== Segment start ==
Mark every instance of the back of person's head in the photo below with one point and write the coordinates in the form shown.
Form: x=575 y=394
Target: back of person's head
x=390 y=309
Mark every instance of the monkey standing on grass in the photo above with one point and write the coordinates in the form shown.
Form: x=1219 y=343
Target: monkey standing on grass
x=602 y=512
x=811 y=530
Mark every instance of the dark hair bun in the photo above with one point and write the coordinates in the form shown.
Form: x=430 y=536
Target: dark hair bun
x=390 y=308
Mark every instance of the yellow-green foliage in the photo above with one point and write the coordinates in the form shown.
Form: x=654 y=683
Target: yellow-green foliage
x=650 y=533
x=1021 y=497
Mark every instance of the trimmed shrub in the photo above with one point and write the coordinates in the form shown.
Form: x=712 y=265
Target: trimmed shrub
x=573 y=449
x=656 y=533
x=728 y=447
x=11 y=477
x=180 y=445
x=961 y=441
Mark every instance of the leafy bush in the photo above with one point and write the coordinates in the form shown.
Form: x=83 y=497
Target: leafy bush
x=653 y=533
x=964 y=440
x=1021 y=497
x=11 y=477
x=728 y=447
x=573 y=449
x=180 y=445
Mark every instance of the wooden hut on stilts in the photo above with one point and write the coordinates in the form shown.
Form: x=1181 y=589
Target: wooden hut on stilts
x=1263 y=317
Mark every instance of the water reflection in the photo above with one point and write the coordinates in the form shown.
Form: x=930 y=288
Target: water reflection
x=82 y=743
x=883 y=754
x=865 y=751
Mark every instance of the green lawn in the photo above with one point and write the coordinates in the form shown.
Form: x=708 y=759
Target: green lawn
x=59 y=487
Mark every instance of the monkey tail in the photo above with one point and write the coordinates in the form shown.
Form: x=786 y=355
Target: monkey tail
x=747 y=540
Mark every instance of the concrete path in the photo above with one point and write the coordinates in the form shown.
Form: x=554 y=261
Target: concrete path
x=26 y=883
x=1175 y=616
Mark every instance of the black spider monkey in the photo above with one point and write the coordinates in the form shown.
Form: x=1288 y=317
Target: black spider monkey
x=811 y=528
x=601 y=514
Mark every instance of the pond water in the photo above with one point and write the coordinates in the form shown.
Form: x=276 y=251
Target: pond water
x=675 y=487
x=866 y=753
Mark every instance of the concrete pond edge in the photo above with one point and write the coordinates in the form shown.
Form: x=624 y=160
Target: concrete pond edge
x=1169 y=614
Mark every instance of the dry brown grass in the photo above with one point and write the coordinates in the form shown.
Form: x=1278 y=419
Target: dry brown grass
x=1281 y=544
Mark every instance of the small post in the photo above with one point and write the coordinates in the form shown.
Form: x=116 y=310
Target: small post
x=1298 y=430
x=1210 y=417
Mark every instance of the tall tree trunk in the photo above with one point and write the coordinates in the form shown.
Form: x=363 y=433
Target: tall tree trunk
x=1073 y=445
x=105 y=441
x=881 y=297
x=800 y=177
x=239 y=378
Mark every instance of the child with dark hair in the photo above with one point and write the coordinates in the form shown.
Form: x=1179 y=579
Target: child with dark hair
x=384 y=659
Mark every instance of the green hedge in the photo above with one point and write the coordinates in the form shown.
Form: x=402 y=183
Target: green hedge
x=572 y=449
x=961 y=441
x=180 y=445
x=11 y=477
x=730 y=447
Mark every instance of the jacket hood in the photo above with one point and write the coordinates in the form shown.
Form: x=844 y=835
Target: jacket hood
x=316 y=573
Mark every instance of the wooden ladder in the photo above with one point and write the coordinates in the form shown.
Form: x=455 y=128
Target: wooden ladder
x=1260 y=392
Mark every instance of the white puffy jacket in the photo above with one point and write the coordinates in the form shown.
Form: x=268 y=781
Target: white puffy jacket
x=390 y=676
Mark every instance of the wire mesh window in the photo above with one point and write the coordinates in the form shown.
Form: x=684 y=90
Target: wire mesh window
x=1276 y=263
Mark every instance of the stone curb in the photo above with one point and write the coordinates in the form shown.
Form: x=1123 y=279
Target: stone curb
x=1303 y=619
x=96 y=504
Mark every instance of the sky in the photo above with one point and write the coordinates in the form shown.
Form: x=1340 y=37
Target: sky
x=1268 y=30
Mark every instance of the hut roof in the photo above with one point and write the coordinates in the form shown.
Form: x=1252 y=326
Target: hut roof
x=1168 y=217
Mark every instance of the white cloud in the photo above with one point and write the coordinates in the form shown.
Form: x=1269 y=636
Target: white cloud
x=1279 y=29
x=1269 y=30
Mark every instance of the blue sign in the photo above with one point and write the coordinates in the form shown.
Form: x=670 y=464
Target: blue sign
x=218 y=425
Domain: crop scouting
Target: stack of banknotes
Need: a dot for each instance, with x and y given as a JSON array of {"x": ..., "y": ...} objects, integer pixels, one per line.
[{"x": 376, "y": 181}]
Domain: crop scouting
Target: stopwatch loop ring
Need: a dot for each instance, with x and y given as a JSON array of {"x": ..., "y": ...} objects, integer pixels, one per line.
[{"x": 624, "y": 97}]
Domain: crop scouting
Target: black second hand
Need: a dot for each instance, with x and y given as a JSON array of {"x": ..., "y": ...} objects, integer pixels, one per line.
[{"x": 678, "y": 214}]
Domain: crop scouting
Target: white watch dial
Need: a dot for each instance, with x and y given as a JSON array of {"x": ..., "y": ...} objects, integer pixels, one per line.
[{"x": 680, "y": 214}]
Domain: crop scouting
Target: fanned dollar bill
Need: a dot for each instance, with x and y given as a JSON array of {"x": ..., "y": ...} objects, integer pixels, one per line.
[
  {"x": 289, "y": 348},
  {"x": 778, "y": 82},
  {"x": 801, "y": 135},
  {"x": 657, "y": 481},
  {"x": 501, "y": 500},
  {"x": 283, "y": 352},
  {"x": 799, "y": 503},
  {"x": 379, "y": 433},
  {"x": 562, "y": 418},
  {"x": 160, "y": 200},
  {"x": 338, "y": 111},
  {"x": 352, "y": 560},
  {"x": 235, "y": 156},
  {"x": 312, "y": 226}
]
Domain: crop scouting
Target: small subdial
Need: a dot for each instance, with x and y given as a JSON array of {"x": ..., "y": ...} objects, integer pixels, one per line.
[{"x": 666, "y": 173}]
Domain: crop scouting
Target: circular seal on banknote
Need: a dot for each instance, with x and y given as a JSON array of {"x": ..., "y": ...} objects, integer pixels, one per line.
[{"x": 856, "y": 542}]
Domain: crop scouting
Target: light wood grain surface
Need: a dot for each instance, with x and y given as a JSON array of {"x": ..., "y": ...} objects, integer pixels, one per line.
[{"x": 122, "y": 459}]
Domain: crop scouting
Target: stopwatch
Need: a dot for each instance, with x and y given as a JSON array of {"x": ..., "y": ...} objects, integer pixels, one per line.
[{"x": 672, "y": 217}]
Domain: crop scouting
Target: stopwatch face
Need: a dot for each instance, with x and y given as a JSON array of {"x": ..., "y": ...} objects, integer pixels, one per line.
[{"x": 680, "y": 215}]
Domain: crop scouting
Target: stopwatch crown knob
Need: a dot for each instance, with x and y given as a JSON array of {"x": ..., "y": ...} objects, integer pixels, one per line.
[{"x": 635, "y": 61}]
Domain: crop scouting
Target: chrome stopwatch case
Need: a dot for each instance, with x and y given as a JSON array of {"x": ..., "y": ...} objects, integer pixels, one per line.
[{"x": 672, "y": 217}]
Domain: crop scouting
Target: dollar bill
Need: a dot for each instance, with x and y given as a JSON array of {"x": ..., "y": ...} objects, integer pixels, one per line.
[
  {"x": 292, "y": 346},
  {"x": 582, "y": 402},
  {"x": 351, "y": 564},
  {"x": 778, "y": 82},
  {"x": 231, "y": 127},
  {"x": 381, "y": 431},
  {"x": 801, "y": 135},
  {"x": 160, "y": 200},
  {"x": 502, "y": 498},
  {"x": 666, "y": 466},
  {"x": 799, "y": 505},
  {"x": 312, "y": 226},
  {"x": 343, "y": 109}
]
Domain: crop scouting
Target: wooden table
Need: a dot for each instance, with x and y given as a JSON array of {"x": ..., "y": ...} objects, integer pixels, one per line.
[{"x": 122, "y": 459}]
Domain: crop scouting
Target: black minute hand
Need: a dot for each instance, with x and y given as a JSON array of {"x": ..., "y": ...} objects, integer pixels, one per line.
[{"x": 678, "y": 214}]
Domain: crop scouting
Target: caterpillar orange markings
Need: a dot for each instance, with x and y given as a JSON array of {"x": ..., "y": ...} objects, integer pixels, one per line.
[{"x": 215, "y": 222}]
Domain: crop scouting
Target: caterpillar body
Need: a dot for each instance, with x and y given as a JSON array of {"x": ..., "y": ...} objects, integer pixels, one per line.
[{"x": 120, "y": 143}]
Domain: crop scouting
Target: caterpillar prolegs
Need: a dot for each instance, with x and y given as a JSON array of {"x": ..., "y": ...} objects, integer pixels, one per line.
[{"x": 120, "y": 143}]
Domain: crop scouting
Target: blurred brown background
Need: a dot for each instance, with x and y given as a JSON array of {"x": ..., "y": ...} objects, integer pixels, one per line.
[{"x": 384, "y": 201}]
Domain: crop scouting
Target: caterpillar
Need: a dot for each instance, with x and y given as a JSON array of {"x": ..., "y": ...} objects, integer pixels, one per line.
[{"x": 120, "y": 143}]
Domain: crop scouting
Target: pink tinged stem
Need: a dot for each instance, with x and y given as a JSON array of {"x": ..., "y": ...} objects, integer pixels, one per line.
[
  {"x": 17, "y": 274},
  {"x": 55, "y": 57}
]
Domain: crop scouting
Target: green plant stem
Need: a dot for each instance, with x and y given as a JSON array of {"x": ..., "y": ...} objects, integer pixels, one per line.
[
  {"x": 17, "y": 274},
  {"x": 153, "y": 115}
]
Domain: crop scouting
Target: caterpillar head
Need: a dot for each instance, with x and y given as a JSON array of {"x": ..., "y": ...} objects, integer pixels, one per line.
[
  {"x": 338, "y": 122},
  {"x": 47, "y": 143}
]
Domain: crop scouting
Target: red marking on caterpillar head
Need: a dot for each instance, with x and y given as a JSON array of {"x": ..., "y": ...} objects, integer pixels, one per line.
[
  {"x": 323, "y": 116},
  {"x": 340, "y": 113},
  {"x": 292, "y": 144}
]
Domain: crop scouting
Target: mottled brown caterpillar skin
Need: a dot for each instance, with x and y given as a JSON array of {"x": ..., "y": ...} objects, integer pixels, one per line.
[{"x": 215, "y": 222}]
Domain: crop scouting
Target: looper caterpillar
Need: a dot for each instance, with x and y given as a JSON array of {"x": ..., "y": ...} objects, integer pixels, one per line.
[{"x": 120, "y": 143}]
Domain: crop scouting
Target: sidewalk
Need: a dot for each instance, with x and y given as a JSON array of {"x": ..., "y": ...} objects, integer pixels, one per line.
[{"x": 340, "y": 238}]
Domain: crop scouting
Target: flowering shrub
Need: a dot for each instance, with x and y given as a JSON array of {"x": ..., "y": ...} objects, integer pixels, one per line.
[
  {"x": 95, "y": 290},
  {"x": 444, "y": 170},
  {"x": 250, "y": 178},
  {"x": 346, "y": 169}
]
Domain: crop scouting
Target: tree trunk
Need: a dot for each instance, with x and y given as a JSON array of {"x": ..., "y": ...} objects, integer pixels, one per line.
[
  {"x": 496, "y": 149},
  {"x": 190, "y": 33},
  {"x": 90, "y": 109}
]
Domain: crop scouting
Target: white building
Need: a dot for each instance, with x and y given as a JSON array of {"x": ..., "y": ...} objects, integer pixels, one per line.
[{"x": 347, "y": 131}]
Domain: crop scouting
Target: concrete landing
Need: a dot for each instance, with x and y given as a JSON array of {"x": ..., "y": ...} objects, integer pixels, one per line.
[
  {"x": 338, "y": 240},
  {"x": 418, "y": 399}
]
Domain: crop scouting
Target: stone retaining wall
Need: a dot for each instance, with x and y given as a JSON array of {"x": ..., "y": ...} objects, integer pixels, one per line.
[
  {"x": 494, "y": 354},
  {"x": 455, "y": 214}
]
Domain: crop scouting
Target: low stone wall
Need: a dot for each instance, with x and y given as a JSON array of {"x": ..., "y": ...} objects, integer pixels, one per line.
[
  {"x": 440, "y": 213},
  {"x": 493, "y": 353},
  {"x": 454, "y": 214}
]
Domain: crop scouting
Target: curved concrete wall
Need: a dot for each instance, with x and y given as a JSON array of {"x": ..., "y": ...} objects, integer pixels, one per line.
== Segment end ==
### TASK DETAILS
Starting at the top of the listing above, repeat every line exactly until the line that contains "Mark every instance of the wooden hut" has been repeated too.

### RESPONSE AREA
Mark every instance of the back of person's head in the photo below with one point and write the coordinates in the form shown.
Form: x=575 y=394
Target: back of person's head
x=390 y=309
Mark every instance of the monkey standing on grass in the photo above with one point and write the coordinates in the form shown.
Form: x=1219 y=343
Target: monkey standing on grass
x=602 y=512
x=811 y=530
Mark every instance of the dark hair bun in the photo above with one point and write the coordinates in the form shown.
Form: x=430 y=536
Target: dark hair bun
x=390 y=308
Mark every instance of the yellow-green foliage in the photo above with one point and write the coordinates in the form shown.
Form: x=654 y=683
Target: yellow-green foliage
x=650 y=533
x=1021 y=497
Mark every instance of the trimmed shrub in the photo above with one point and write the coordinates in the form shown.
Form: x=712 y=265
Target: trimmed shrub
x=573 y=449
x=656 y=533
x=728 y=447
x=11 y=477
x=180 y=445
x=961 y=441
Mark every instance of the leafy bush in the photo above with one point and write the coordinates in the form shown.
Form: x=83 y=497
Target: leafy bush
x=653 y=533
x=964 y=440
x=1021 y=497
x=11 y=477
x=728 y=447
x=573 y=449
x=180 y=445
Mark every instance of the wooden hut on stilts in the photo above with one point and write the coordinates in the form shown.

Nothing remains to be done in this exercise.